Excerpts of location labeling data

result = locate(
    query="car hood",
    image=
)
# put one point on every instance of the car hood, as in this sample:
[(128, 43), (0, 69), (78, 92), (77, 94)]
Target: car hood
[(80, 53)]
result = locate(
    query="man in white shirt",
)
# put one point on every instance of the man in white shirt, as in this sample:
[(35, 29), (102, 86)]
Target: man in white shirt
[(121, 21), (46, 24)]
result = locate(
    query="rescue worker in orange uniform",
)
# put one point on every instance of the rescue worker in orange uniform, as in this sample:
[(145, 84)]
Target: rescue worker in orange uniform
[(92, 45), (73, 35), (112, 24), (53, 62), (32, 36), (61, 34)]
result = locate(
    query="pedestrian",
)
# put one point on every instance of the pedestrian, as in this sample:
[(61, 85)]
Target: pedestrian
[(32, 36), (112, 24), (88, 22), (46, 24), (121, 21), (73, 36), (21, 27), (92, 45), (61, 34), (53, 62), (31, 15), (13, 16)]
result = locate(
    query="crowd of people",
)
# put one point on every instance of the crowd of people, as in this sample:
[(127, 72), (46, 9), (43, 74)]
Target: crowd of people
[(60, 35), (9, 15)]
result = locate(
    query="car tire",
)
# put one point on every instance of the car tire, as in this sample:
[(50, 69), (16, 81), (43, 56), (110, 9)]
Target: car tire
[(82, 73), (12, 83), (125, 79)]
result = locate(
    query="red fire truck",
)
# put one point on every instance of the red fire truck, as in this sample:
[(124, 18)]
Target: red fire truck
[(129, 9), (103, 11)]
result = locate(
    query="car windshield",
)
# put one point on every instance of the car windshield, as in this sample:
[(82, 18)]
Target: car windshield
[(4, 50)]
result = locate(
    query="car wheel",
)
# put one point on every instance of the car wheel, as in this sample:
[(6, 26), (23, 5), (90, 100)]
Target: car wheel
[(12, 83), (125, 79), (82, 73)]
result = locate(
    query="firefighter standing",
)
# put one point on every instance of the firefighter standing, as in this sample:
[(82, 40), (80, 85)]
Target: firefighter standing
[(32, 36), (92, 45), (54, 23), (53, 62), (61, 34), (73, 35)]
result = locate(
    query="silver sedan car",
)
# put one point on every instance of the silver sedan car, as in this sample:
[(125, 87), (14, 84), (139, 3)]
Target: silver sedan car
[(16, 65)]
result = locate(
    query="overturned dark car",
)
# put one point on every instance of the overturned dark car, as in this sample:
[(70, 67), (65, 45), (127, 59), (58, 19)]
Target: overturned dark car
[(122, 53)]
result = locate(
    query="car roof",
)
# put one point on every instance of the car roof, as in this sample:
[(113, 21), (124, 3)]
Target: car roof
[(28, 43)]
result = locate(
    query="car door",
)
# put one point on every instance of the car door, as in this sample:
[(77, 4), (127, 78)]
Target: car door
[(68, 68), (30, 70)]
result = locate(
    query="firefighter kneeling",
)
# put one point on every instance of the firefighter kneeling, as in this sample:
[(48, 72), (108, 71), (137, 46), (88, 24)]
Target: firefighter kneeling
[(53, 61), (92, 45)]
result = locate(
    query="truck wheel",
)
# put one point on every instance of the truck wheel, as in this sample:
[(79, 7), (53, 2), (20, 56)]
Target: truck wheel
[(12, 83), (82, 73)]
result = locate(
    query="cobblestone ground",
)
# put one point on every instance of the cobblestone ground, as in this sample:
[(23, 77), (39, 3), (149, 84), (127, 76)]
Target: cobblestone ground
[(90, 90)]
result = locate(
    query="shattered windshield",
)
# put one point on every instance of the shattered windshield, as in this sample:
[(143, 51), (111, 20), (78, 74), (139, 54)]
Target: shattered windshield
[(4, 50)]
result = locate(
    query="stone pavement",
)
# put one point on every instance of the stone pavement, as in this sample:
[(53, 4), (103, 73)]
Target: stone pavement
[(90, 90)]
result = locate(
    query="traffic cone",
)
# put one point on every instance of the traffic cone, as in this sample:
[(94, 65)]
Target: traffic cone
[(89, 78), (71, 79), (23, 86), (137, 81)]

Required work >> Rewrite the stretch of the records from their start through the line containing "[(121, 21), (46, 24)]", switching each "car hood" to "vehicle hood" and keeping everything else unchanged.

Solved problem >>
result = locate(
    query="vehicle hood",
    image=
)
# put one point on every instance of the vehicle hood, as in this sample:
[(128, 43), (0, 69), (78, 92), (77, 94)]
Target: vehicle hood
[(80, 53)]
result = locate(
    query="man in white shirt",
)
# put one point on every instance of the man in white shirt, as in this sample:
[(35, 29), (102, 86)]
Target: man in white shirt
[(121, 21), (46, 24)]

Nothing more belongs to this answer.